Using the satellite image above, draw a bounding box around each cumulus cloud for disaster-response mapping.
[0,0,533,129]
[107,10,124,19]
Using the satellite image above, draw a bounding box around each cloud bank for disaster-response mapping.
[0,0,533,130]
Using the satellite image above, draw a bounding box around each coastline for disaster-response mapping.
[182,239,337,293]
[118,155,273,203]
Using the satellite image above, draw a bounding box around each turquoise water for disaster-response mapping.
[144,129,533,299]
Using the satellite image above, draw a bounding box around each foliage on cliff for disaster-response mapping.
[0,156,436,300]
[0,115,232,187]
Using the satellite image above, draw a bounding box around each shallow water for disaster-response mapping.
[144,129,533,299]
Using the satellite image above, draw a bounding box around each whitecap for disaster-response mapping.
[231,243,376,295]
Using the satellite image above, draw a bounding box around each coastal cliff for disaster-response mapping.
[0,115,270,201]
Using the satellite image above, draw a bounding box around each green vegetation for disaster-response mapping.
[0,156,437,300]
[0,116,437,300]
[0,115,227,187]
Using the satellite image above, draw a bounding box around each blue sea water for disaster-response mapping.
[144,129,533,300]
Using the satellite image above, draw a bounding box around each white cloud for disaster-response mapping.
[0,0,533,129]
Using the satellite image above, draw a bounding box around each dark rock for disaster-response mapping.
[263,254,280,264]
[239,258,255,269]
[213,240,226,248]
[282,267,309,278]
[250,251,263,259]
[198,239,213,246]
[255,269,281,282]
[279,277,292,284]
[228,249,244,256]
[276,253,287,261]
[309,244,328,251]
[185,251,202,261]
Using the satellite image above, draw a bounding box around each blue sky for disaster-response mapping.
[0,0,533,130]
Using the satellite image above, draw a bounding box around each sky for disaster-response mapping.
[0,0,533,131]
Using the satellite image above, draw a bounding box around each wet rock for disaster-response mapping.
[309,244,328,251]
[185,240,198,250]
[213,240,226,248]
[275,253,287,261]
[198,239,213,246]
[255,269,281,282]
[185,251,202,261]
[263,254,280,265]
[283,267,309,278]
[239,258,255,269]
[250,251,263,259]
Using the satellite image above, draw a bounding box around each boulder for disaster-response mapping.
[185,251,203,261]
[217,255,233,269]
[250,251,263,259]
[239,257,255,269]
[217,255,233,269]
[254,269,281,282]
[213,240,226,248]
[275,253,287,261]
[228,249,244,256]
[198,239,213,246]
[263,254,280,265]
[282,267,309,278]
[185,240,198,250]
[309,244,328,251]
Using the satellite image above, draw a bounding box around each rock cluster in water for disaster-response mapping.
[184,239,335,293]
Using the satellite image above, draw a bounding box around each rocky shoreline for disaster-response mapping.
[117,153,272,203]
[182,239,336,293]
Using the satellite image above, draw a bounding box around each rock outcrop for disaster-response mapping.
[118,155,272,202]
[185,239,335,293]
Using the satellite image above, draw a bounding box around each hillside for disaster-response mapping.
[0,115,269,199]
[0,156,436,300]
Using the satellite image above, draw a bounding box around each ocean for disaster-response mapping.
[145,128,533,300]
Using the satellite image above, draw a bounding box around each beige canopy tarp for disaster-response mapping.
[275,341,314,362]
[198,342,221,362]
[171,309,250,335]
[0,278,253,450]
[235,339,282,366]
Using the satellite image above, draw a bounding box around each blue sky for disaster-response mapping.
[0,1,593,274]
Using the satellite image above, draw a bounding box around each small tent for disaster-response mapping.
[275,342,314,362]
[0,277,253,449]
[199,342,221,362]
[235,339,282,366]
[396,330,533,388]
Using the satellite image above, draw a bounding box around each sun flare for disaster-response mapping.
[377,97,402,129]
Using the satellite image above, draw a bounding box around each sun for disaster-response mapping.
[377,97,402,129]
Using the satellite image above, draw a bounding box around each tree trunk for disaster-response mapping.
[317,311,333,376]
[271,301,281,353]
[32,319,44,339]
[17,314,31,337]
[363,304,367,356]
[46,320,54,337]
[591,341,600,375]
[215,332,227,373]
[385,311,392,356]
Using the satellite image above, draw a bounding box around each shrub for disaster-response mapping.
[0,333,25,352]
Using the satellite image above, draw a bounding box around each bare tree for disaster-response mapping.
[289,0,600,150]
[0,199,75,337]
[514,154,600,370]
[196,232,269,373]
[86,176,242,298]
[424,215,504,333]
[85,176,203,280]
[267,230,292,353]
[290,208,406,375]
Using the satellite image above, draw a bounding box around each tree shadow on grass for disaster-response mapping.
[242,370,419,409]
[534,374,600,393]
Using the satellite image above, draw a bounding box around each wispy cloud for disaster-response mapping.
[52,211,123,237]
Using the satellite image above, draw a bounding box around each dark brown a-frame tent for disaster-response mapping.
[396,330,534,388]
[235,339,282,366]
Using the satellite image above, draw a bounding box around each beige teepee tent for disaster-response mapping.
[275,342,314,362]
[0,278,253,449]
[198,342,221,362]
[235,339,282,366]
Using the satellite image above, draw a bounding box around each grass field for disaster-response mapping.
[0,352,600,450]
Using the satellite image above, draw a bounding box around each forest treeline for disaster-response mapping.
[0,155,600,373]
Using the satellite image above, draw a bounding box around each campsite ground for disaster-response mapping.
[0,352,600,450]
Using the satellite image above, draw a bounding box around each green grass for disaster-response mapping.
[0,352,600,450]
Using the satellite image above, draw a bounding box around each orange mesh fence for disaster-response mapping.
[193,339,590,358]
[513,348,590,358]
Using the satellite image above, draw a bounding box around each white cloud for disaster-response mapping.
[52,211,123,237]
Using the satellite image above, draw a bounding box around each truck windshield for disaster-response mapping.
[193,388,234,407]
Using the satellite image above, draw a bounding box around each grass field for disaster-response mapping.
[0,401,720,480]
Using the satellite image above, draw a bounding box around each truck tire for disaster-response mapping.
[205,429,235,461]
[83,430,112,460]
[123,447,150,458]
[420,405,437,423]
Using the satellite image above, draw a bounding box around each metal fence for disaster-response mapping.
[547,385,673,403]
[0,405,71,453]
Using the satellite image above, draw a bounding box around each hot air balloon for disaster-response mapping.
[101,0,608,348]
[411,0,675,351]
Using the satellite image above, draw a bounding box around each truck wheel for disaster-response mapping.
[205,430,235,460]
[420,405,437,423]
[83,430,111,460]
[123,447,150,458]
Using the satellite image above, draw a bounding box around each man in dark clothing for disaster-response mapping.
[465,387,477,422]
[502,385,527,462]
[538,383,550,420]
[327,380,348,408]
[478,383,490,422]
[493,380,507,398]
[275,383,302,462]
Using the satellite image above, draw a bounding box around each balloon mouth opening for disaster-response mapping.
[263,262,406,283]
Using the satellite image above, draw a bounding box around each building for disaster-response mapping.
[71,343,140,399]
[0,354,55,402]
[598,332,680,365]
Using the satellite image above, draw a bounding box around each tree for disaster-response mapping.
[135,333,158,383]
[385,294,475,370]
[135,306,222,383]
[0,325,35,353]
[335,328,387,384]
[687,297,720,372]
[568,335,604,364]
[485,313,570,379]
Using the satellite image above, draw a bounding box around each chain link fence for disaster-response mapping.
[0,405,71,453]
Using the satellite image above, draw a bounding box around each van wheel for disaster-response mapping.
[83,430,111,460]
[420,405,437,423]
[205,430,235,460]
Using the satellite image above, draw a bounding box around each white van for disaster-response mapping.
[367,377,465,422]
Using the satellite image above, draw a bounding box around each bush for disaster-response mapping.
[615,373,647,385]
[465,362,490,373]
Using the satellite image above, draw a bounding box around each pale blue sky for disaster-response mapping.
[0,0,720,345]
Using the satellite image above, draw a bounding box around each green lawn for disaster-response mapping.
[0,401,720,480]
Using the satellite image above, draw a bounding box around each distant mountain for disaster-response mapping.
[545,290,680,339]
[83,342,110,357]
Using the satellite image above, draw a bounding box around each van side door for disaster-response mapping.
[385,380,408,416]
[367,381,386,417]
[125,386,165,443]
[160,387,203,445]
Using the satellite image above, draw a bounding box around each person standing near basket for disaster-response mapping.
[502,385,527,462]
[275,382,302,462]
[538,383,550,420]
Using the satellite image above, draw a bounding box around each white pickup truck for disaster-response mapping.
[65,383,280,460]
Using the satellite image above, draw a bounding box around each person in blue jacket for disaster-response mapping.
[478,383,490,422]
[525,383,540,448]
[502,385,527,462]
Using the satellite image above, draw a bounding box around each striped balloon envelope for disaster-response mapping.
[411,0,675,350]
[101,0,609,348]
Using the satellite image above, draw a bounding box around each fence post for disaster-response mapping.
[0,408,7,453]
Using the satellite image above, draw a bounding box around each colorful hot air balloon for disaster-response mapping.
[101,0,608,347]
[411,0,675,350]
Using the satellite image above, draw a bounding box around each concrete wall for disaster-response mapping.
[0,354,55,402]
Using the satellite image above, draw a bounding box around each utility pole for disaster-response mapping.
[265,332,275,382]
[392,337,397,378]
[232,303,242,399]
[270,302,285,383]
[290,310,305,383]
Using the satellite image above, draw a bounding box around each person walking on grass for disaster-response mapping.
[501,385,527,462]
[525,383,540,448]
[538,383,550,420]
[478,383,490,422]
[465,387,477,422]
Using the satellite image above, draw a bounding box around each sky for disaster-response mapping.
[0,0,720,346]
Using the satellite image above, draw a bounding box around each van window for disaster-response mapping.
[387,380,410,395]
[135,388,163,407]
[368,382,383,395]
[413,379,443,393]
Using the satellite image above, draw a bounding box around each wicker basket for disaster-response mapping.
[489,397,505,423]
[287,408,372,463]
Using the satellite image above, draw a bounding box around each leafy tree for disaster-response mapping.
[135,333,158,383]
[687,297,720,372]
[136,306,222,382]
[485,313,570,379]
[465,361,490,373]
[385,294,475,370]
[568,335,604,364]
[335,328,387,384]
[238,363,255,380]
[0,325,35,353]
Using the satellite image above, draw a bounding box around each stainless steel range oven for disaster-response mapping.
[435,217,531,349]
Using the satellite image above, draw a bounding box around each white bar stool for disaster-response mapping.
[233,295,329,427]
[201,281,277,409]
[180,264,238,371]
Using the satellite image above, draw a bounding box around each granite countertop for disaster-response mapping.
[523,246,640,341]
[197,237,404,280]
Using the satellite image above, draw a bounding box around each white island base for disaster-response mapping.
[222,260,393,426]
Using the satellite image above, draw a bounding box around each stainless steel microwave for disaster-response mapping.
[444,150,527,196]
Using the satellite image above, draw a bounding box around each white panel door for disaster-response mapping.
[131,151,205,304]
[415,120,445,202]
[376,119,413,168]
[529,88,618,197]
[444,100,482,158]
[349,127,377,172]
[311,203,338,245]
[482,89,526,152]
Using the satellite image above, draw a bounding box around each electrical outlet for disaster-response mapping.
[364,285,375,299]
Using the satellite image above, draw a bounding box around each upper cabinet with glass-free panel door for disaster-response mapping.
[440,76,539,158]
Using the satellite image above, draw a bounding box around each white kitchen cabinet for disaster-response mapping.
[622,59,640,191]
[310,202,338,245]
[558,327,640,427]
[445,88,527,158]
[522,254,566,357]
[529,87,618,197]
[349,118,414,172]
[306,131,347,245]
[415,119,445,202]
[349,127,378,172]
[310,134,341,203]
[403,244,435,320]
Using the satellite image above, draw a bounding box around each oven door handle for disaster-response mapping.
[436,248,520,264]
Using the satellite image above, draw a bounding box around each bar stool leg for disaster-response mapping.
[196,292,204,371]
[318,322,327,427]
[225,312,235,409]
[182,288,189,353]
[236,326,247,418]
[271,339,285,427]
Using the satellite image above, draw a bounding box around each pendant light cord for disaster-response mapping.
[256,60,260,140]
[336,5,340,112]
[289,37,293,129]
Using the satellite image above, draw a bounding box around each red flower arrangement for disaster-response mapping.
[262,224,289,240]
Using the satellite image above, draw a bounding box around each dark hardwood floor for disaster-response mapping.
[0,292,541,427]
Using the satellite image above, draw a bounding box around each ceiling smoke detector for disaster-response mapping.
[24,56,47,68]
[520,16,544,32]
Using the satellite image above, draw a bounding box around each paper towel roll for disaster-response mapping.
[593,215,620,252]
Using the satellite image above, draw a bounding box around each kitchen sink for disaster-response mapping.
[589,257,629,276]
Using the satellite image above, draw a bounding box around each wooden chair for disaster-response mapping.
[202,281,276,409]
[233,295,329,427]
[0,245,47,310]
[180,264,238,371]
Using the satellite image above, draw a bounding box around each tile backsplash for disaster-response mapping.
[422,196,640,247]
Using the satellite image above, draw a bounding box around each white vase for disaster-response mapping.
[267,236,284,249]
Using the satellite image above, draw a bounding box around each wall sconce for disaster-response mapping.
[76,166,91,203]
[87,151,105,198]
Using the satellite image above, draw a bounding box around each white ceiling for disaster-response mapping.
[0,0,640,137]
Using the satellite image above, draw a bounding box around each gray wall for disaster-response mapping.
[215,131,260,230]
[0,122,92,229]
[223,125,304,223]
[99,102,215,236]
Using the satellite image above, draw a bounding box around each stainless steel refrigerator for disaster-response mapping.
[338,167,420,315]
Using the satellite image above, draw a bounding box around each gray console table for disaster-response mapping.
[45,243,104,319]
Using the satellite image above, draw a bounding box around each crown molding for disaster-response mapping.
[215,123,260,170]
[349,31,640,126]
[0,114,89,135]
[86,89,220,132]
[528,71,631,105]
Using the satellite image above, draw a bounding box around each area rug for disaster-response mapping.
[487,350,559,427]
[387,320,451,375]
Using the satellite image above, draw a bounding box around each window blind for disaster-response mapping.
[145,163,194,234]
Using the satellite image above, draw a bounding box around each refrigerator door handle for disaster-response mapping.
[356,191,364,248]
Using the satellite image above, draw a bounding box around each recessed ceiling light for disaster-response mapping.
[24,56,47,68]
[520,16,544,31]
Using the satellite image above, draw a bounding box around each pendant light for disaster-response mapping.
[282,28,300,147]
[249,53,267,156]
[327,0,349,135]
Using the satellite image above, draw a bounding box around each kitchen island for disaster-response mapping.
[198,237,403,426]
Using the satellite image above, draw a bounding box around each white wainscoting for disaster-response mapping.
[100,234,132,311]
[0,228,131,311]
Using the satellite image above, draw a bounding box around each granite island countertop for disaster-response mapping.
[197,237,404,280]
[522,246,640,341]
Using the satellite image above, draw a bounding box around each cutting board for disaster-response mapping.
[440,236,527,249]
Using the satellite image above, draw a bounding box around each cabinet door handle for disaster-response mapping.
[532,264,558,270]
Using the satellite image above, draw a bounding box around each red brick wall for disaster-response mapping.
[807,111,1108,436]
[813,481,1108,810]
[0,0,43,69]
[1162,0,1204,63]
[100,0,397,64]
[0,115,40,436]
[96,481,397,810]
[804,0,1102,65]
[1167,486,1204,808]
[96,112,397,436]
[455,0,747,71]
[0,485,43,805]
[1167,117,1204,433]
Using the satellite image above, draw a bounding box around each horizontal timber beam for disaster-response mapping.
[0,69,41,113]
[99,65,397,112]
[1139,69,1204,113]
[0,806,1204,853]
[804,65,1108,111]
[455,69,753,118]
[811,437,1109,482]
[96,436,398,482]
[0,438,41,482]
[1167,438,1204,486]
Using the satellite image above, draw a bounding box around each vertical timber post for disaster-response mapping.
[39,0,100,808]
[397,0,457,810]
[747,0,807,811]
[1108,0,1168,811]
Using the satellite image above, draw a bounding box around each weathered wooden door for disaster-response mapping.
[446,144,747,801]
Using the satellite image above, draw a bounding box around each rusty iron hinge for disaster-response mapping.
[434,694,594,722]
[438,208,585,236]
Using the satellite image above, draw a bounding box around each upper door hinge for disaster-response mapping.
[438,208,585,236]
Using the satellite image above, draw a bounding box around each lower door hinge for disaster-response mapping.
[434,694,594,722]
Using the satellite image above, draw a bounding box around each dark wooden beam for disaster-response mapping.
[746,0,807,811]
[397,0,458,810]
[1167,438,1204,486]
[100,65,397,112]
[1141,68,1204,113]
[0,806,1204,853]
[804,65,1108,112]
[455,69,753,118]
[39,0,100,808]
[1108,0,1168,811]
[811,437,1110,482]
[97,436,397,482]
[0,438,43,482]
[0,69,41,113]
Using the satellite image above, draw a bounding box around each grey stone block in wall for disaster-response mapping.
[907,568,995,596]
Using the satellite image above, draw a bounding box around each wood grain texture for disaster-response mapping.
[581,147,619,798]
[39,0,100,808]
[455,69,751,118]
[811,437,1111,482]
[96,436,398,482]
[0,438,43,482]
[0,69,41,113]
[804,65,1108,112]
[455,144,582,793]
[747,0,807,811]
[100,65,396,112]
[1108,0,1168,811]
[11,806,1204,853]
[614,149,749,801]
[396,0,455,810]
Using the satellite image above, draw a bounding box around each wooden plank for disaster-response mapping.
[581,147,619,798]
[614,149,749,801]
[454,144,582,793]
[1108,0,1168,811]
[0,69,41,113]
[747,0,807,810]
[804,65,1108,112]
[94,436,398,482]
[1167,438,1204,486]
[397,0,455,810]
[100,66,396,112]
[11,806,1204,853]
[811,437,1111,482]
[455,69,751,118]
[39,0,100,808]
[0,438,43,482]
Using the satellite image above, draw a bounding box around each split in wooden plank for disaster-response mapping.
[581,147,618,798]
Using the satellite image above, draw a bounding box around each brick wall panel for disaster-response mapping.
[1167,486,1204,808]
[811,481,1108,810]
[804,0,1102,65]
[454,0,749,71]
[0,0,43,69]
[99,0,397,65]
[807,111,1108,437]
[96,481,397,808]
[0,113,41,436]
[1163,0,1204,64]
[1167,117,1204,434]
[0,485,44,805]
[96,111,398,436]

→ **EXERCISE PROMPT**: Write out every line again, from the line containing "opening for disaster-response mapping." down to the line containing "[0,0,720,345]", with both ends included. Shift each bounding-box coordinate in that range up by 19, and leave the other lines as they are.

→ **ANSWER TO THIS EXERCISE**:
Using the satellite image above, draw a bounding box around each balloon mouth opening for disaster-response mapping.
[282,281,425,302]
Using the satellite image above, draw a bounding box around each building for disaster-response mapping.
[90,362,159,418]
[19,373,74,421]
[617,351,699,384]
Using the satellite image above, draw a bounding box around each tree for disaster-response mapping.
[154,352,177,402]
[404,313,494,389]
[154,325,241,402]
[19,344,54,372]
[354,347,406,403]
[706,316,739,391]
[587,354,623,383]
[504,332,589,398]
Using the satellite image above, draw a bounding box around each chain link fence for disaster-response mapping.
[19,424,90,472]
Using the satellite image above, draw a bounding box around each van wheel for disaster-response mapping.
[102,449,130,479]
[439,424,456,442]
[224,449,254,479]
Using the satellite image above, draw a bounding box around each white van for disaster-response mapping.
[386,396,484,441]
Using the satellite image above, draw a bounding box around each bush for disaster-response mapping.
[634,392,666,404]
[484,381,509,392]
Using the satellite image above, draw a bounding box around each pale blue sky for disaster-response mapping.
[19,19,739,364]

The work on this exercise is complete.